BRONTEKST

------------------------------------

In Neurenberg werd hij veroordeeld tot een gevangenisstraf van achttien jaar, onder meer voor het executeren van burgers en het doden van krijgsgevangenen. Maar in 1953 werd hij onder druk van Churchill en Adenauer vrijgelaten, zodat hij zijn expertise in Duitsland kon inzetten.
Want na de Tweede Wereldoorlog begon de Koude Oorlog, en de NAVO had een sterk Duits leger nodig om een mogelijke aanval van de Sovjets af te slaan. Dus werden voormalige nazi’s (met operationele ervaring tegen het Rode Leger) gerekruteerd om het Duitse leger op te bouwen.
Dit had hij deels te danken aan zijn eigen mythologie. In zijn zeer populaire memoires beschreef hij hoe alle verliezen van Duitsland in feite de schuld waren van Hitler, die de wehrmachttop zou hebben geblokkeerd. De mythe van “goede generaals, slechte Führer”.
De werkelijkheid is anders. Duitsland had grote logistieke problemen die niet alleen aan Hitler te wijden waren, maar ook aan de cultuur van Duitse officieren. Veel historici denken ook dat Duitsland onmogelijk de oorlog had kunnen winnen in hun positie van toen.
Maar die mythe is hardnekkig gebleven, waardoor er ook een soort militaire cult rond Manstein is ontstaan. Een compleet onverdiende reputatie, die hem evenwel veel geld en een belangrijke positie na de oorlog hebben opgeleverd.
Het aannemen van nazi-generaals na de oorlog was overigens een modus operandi voor de NAVO. Meerdere generaals van de werhmacht, waaronder Speidel en Heusinger, hebben hoge posities bekleed binnen de NAVO, ondanks hun nazi-verleden.
Denazificatie in West-Duitsland werd over het algemeen minder streng ter hand genomen. Vergeven en vergeten leek het devies, en er werd vooral geen verantwoordelijkheid genomen. Omwille van praktische redenen konden veel voormalige meelopers aanblijven.

------------------------------------

GEGEVENSUITTREKSEL
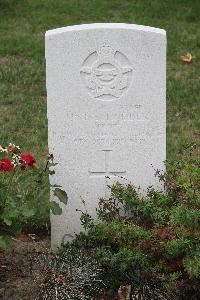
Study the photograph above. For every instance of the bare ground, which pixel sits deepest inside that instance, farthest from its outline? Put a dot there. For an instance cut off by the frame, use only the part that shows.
(20, 275)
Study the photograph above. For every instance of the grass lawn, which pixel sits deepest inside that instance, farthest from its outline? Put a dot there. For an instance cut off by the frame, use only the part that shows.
(22, 65)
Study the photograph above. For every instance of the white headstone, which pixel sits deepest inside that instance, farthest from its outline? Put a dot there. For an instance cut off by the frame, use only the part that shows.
(106, 112)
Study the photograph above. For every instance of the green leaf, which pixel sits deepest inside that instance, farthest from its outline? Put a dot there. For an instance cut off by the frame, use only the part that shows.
(7, 221)
(4, 242)
(15, 229)
(28, 212)
(51, 172)
(55, 208)
(62, 195)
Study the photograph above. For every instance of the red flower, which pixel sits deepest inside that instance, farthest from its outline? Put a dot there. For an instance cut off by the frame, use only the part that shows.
(60, 277)
(28, 159)
(6, 165)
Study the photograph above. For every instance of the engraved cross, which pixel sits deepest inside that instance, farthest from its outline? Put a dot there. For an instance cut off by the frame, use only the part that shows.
(106, 173)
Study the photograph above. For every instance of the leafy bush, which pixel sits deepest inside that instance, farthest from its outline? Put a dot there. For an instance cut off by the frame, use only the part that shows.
(23, 187)
(157, 236)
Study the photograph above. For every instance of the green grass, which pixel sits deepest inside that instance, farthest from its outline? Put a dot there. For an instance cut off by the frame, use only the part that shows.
(22, 66)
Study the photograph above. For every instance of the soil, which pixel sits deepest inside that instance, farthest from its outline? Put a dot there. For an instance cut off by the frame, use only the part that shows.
(20, 274)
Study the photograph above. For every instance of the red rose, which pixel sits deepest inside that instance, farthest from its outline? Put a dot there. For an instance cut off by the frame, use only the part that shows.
(6, 165)
(28, 159)
(60, 277)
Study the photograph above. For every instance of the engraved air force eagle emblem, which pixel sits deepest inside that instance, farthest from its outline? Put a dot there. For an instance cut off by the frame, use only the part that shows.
(106, 73)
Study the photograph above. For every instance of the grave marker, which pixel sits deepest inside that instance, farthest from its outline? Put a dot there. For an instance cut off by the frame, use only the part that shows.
(106, 112)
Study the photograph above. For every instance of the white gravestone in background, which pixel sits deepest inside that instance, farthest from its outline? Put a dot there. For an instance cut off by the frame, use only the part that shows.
(106, 112)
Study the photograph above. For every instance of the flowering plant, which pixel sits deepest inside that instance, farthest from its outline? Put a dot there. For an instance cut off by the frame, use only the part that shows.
(23, 191)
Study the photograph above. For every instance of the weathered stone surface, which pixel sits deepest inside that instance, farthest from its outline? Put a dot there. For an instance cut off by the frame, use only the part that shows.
(106, 112)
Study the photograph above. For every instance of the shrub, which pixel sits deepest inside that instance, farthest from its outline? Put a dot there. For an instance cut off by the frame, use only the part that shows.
(153, 237)
(23, 187)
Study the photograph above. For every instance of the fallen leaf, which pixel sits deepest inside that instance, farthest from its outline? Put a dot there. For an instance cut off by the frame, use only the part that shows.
(187, 58)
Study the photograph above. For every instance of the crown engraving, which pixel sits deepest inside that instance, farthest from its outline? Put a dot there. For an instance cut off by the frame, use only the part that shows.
(106, 73)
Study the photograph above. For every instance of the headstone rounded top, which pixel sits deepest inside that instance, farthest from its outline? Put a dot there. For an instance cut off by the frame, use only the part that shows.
(94, 26)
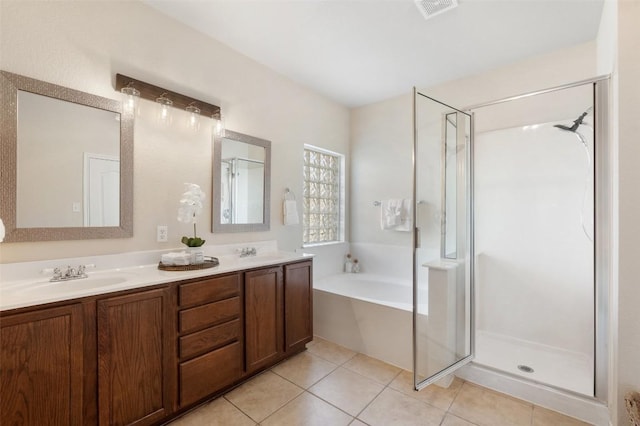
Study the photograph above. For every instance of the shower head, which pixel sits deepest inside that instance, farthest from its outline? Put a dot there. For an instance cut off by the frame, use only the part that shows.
(576, 123)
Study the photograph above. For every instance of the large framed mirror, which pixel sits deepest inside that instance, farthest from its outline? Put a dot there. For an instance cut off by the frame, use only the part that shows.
(241, 183)
(66, 165)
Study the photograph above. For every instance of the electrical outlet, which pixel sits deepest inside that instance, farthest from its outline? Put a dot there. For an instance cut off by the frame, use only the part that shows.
(162, 234)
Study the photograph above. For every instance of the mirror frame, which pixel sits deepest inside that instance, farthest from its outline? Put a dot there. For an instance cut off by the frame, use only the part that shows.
(9, 85)
(216, 225)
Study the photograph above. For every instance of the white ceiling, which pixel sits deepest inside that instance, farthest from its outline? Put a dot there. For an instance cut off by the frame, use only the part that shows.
(358, 52)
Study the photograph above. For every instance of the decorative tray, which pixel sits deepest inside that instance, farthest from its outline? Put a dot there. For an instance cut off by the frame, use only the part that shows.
(209, 262)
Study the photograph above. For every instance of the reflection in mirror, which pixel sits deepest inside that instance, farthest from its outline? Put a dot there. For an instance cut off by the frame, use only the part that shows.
(74, 176)
(241, 182)
(67, 163)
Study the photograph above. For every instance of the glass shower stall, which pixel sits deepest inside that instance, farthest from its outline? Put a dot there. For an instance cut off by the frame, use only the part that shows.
(513, 197)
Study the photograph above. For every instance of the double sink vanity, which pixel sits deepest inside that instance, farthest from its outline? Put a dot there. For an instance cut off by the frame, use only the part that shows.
(129, 344)
(137, 345)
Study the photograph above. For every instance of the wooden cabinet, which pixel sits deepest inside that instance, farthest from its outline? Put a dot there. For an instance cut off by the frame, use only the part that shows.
(298, 305)
(264, 333)
(210, 341)
(142, 356)
(41, 358)
(136, 366)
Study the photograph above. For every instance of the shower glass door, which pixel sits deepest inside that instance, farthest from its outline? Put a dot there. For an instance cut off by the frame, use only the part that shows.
(443, 316)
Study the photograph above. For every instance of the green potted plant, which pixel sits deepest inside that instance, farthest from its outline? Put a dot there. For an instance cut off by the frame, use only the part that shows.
(190, 207)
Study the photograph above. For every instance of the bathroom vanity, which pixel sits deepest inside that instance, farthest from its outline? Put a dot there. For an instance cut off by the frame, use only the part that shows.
(142, 356)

------------------------------------

OPDRACHTEN
#1 Beantwoord aan de hand van de brontekst, elk op een eigen regel:
(a) Welke gevangenisstraf werd in Neurenberg opgelegd?
(b) In welk jaar volgde de vrijlating, en onder druk van wie?
(c) Welke twee generaals van de wehrmacht worden genoemd als bekleders van hoge NAVO-posities?
#2 Noem alle personen die in de brontekst bij naam worden genoemd.

UITWERKINGEN PER OPDRACHT
#1
(a) Een gevangenisstraf van achttien jaar.
(b) In 1953, onder druk van Churchill en Adenauer.
(c) Speidel en Heusinger.

#2 Churchill, Adenauer, Hitler, Manstein, Speidel, Heusinger